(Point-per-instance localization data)
* * *

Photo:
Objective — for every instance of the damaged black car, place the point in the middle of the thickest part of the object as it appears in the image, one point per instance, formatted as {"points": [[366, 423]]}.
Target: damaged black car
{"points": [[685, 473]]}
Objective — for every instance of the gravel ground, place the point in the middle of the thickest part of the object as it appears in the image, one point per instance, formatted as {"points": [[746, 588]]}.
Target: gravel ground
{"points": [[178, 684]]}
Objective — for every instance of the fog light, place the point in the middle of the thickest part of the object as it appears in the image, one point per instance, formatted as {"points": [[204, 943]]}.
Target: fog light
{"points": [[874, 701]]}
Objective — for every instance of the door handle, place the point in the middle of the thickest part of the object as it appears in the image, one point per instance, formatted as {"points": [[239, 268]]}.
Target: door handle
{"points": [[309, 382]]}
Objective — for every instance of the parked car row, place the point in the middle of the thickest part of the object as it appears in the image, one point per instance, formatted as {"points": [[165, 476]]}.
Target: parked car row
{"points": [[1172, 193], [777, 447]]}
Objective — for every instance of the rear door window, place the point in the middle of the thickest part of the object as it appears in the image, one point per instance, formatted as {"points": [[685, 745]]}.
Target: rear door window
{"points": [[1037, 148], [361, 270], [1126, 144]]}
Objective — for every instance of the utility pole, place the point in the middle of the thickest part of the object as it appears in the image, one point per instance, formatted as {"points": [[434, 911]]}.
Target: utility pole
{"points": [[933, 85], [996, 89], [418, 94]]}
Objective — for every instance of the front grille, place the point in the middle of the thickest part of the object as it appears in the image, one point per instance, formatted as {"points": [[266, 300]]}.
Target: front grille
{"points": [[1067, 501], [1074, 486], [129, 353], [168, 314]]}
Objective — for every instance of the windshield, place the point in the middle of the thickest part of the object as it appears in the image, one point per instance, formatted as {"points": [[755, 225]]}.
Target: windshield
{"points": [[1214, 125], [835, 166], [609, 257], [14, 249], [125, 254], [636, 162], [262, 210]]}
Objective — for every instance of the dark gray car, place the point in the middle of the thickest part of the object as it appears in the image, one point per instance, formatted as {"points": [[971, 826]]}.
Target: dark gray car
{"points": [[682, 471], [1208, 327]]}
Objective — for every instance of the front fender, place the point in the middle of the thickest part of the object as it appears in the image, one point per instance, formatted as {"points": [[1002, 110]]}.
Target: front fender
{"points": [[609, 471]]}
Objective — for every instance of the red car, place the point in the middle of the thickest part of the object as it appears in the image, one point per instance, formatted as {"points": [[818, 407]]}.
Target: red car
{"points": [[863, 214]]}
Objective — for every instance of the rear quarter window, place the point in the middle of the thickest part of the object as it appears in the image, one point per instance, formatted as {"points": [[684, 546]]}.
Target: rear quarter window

* * *

Set down only these lines, exactly: the one containing "Objective — for every instance of the front fender, place" and each line after it through the end of the entries above.

Objective — for every instance of the front fender, place the point in the middle of the thickest part of the object as it appears in the image, one point per instance, formatted as {"points": [[1002, 110]]}.
Target: front fender
{"points": [[609, 471]]}
Objective — for every instance of the red car, place the point in the middle of the thickest part of the object as it appears in the image, one point per instance, formatted as {"points": [[818, 407]]}.
Target: red car
{"points": [[863, 214]]}
Objective — for every instance of the rear quarter window, place the point in the middle of the thickest part of the object as it appears in the image, one point per instance, formatted as {"points": [[684, 546]]}.
Target: rear quarter window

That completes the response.